• EXCERPTED RECORDS:

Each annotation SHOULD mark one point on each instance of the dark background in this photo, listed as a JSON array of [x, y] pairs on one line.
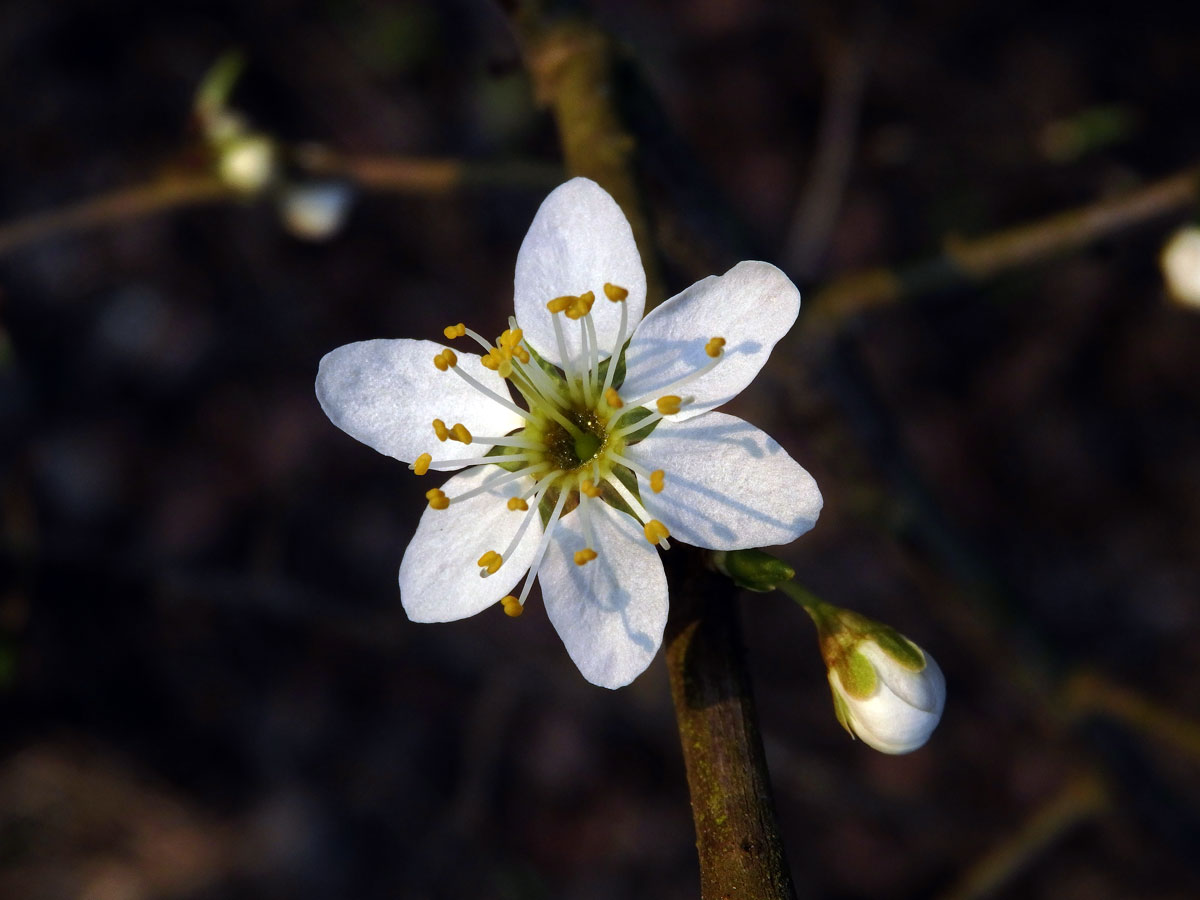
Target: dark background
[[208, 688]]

==

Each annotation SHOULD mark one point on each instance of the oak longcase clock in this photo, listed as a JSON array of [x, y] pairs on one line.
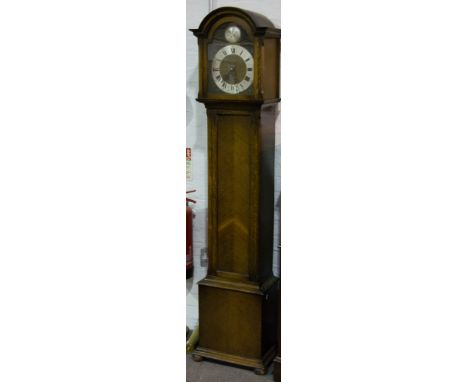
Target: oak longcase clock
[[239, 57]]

• WORK ORDER: Search the records above for the string "annotation" and copy each line that holds it.

• RESPONSE TO THE TASK:
Each annotation SHOULD mark one point on each instance of the dark background in this photo, listed as a JSON array of [x, y] pairs on one line.
Each annotation SHOULD mark one point on each instance of the oak longcase clock in this photo, listed as a JSON array of [x, y] pairs on one line.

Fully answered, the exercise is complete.